> [INSTRUÇÕES]:
- a) Responda, com base no texto sobre o Enem 2019:
(i) Quais adjetivos o texto usa para caracterizar a metodologia de elaboração da prova?
(ii) Em que áreas o professor Ocimar Alavarse é especializado?
(iii) Quem foi consultado para saber o que esperar do Enem 2019?
- b) Redija a continuação do texto sobre o Enem 2019, começando logo após a última frase apresentada.

> [TEXTO FORNECIDO]:
───

A elaboração da prova, porém, segue uma metodologia tecnicamente rigorosa, complexa, longa e dispendiosa, difícil de ser alterada sem considerável investimento de tempo, algo que o atual comando do ministério ainda não teve.
Para saber o que esperar do Enem 2019, consultamos especialistas em Educação e professores de cursos preparatórios. O professor da Universidade de São Paulo (USP) Ocimar Alavarse se acostumou a ser questionado sobre o Enem. Especializado em avaliação e política educacional, ele acreditava já ter ouvido todo o tipo de perguntas sobre o exame, mas se surpreendeu neste ano.
— “Será que vai ter Enem? Será que o presidente vai ler? Será que o conteúdo vai mudar?”, nunca imaginei que me perguntariam isso — afirma Alavarse.

───

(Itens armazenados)
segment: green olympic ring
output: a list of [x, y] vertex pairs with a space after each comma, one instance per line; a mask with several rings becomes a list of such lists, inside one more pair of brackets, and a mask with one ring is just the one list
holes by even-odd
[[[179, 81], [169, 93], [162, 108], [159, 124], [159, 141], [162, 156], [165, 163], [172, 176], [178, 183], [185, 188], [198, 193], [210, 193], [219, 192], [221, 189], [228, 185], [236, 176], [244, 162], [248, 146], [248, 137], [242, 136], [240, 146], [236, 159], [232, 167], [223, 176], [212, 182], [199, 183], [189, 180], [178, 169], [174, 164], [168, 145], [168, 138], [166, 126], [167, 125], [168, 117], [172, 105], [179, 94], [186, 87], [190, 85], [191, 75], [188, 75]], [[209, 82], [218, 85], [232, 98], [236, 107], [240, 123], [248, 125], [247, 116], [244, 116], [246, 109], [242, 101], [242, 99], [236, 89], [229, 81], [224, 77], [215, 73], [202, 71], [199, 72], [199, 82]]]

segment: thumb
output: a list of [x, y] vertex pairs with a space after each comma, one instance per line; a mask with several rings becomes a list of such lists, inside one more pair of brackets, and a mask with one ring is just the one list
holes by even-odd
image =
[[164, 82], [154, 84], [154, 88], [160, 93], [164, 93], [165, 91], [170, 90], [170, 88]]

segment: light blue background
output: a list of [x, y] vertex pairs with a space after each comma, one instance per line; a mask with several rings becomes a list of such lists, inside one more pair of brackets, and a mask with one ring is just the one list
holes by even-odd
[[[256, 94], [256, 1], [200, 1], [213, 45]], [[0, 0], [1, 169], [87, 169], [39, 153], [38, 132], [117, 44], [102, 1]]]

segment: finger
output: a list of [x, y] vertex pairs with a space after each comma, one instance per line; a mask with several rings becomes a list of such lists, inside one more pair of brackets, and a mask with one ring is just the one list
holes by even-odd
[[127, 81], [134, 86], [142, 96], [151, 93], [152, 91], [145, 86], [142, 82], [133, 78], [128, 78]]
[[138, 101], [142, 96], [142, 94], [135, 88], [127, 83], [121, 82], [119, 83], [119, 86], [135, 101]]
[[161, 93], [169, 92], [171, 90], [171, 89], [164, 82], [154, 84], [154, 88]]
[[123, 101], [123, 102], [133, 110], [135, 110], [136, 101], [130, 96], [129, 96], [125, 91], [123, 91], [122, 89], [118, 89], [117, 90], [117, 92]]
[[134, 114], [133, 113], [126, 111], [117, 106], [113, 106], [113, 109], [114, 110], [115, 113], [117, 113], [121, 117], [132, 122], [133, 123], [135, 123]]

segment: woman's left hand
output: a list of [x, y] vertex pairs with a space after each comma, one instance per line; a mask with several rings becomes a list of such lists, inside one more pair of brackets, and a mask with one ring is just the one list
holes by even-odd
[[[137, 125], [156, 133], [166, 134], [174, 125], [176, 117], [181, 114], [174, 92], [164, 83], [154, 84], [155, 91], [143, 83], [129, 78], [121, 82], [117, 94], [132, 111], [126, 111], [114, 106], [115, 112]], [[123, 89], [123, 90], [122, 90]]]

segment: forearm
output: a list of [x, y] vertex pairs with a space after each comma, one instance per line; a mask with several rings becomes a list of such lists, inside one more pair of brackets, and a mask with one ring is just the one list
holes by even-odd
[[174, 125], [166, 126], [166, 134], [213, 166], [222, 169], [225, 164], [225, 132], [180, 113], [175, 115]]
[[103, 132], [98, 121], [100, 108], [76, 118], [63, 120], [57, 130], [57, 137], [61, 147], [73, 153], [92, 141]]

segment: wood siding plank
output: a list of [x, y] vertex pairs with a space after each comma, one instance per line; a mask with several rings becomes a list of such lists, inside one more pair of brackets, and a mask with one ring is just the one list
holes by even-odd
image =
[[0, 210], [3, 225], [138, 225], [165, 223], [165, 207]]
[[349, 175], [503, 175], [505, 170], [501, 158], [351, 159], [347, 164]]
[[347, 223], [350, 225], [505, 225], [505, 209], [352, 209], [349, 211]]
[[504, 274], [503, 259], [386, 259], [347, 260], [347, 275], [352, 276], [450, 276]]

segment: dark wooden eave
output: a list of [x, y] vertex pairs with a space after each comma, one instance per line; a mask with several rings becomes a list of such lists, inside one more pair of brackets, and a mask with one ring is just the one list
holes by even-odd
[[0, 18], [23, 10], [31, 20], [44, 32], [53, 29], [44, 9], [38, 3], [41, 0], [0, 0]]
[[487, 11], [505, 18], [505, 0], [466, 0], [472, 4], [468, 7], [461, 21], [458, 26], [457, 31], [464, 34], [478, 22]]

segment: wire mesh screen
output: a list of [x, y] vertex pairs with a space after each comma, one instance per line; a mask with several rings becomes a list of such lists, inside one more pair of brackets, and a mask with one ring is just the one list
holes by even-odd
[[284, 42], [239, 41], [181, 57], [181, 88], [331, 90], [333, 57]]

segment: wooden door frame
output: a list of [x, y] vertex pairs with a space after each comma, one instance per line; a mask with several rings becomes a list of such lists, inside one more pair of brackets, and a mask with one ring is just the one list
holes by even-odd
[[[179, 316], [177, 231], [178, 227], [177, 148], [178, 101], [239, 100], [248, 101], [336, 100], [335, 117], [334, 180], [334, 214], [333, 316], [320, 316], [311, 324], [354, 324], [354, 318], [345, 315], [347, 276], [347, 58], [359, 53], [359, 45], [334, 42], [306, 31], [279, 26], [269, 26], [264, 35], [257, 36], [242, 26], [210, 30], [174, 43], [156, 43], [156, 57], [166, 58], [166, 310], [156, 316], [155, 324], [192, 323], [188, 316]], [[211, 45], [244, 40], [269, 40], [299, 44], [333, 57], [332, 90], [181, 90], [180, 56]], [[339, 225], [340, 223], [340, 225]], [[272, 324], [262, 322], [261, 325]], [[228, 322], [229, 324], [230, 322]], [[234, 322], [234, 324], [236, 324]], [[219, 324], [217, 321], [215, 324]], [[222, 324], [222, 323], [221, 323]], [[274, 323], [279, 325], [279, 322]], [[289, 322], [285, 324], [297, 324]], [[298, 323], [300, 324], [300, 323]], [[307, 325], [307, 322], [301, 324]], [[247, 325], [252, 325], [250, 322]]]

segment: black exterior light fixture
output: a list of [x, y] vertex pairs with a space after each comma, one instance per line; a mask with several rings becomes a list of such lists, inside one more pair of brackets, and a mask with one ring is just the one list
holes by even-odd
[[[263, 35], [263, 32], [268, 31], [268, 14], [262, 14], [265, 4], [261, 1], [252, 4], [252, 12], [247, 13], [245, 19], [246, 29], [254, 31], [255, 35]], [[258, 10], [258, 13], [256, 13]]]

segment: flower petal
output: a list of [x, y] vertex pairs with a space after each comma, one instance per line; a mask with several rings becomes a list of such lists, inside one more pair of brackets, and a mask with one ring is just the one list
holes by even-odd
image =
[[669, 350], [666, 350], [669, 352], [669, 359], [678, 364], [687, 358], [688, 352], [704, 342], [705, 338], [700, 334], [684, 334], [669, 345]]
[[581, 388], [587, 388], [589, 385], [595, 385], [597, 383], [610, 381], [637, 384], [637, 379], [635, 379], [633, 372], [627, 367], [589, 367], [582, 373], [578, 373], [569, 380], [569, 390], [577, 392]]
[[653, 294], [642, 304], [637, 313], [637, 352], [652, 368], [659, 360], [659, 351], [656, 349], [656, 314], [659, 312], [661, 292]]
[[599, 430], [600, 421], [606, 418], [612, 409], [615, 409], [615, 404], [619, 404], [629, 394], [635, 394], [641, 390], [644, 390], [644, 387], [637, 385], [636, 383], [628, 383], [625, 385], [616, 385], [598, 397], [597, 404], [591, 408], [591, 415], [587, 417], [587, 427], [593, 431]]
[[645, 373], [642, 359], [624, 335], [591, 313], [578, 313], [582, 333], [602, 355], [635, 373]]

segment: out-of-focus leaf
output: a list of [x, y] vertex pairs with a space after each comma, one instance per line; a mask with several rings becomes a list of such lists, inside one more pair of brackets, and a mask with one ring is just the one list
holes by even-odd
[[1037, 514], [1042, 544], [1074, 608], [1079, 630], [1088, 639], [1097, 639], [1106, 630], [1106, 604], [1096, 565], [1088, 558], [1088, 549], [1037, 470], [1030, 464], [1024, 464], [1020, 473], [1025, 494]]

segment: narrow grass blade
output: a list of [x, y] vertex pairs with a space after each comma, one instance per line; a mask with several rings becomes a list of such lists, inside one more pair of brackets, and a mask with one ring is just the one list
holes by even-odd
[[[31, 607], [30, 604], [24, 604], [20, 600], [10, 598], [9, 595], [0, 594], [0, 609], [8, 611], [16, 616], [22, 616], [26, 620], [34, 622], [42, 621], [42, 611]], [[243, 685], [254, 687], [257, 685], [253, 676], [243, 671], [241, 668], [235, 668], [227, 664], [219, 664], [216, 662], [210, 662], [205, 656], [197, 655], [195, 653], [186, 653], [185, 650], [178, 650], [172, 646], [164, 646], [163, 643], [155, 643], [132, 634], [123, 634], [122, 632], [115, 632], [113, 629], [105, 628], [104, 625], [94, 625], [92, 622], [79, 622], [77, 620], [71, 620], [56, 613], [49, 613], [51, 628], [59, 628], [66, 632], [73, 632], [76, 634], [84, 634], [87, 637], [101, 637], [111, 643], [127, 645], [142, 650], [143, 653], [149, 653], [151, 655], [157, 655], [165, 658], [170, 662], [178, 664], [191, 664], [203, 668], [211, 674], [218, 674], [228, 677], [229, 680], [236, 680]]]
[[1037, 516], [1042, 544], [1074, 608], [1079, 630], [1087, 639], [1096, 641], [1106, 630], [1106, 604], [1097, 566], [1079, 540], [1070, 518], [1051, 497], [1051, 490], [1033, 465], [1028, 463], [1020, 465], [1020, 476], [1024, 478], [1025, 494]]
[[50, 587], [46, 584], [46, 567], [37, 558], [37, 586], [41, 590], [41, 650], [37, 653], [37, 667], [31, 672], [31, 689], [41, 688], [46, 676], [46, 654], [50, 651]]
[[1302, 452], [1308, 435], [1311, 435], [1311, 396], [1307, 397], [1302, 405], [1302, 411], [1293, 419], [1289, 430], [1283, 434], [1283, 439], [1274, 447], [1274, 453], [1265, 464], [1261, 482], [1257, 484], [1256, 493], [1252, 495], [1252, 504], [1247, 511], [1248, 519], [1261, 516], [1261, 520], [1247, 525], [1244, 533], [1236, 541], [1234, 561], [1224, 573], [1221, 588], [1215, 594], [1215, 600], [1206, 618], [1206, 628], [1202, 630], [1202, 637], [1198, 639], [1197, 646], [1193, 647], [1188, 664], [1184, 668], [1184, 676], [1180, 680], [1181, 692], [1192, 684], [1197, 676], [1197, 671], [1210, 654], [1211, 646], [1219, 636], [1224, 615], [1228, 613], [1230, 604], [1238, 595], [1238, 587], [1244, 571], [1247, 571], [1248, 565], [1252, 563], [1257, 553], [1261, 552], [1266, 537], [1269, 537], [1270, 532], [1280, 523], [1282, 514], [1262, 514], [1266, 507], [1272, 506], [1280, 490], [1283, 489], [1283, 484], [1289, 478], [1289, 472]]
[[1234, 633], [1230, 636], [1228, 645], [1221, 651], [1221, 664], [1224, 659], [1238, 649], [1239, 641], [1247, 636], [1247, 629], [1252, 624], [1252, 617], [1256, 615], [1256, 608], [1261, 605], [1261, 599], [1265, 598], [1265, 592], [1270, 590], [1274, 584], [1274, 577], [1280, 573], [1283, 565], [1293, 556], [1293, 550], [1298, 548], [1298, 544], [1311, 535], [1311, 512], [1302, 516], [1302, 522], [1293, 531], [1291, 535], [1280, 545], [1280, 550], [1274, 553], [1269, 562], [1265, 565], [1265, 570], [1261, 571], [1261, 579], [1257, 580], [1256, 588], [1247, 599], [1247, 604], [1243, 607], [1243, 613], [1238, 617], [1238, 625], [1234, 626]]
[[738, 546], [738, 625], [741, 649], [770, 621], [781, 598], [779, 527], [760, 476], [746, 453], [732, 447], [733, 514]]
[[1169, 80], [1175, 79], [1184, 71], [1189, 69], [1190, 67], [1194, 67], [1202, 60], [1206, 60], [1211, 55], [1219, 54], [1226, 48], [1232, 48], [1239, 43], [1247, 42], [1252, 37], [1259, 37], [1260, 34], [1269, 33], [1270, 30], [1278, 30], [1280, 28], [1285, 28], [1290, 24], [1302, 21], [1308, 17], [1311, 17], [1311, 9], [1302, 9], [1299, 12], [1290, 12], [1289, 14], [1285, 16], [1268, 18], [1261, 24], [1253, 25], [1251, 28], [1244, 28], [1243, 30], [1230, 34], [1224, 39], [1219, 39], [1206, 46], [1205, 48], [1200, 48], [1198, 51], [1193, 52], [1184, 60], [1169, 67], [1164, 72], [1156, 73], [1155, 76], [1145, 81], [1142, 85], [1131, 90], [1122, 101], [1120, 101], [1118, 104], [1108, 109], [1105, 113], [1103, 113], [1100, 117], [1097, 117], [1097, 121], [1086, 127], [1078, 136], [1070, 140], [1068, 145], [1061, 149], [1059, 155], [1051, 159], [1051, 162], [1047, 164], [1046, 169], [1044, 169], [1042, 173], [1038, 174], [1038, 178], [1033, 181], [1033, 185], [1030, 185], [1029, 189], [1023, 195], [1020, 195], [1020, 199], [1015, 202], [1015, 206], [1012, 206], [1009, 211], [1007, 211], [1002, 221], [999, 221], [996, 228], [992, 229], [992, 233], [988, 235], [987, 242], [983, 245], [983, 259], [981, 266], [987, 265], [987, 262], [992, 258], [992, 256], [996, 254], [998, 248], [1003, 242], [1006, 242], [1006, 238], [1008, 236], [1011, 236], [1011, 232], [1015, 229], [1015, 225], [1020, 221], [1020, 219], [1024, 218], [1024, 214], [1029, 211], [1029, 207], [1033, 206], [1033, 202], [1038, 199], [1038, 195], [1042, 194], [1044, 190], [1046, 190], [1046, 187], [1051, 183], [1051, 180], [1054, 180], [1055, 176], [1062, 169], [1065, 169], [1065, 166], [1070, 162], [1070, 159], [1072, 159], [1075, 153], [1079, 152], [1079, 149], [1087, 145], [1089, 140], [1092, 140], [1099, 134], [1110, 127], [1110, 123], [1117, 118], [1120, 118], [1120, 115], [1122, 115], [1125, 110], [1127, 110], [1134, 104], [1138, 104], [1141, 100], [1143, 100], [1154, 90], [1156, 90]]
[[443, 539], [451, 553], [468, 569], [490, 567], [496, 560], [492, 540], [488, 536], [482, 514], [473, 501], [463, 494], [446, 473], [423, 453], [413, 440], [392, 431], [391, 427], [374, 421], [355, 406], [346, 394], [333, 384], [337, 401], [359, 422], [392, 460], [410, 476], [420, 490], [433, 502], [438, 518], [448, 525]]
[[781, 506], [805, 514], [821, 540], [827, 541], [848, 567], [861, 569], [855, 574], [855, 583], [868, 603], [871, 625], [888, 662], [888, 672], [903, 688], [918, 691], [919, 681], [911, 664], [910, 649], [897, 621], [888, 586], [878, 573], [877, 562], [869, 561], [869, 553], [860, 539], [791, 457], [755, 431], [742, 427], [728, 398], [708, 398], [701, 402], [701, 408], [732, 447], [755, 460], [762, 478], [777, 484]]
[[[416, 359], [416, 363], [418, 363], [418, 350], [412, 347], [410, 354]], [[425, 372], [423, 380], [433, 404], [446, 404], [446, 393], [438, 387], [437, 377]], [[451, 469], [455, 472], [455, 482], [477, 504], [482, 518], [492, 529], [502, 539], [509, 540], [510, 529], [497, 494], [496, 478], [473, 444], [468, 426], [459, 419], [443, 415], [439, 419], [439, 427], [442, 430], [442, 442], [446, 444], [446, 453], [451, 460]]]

───

> [RESPOSTAS DO EXERCÍCIO]:
- a)
(i) Tecnicamente rigorosa, complexa, longa e dispendiosa.
(ii) Avaliação e política educacional.
(iii) Especialistas em Educação e professores de cursos preparatórios.

- b)
As dúvidas procedem das mudanças no comando no ministério da Educação e, sobretudo, da promessa do presidente Jair Bolsonaro de ler o exame de 2019 antes de sua aplicação, após criticar uma questão de 2018 que tinha como exemplo o dialeto social pajubá, fruto de línguas africanas e usado por homossexuais. O presidente não leu, garantiu Abraham Weintraub, ministro da Educação, mas o Inep criou uma comissão em março para fazer a análise e recomendar a retirada de “abordagens controversas com teor ofensivo a segmentos e grupos sociais, símbolos, tradições e costumes nacionais”. O resultado da revisão não foi revelado.
— Eu fui presidente do Inep por cinco anos e nunca vi uma prova antes. Ela é feita de forma técnica, os elaboradores são especializados. Por segurança, pouca gente vê — afirma o ex-presidente do Inep Reynaldo Fernandes, que estava em seu último ano no cargo, em 2009, quando cadernos do Enem foram furtados da gráfica que imprimia o material, levando ao reforço das regras de segurança.
Conforme Francis Madeira Sales, coordenador pedagógico do Fleming Medicina, a complexidade da metodologia de elaboração da prova é tamanha que, para excluir apenas uma questão, é preciso redefinir as demais, porque elas são distribuídas em uma escala de dificuldade. Para o professor, a queixa sobre a questão de 2018 não teve um motivo técnico e, sim, recaiu sobre o texto-base.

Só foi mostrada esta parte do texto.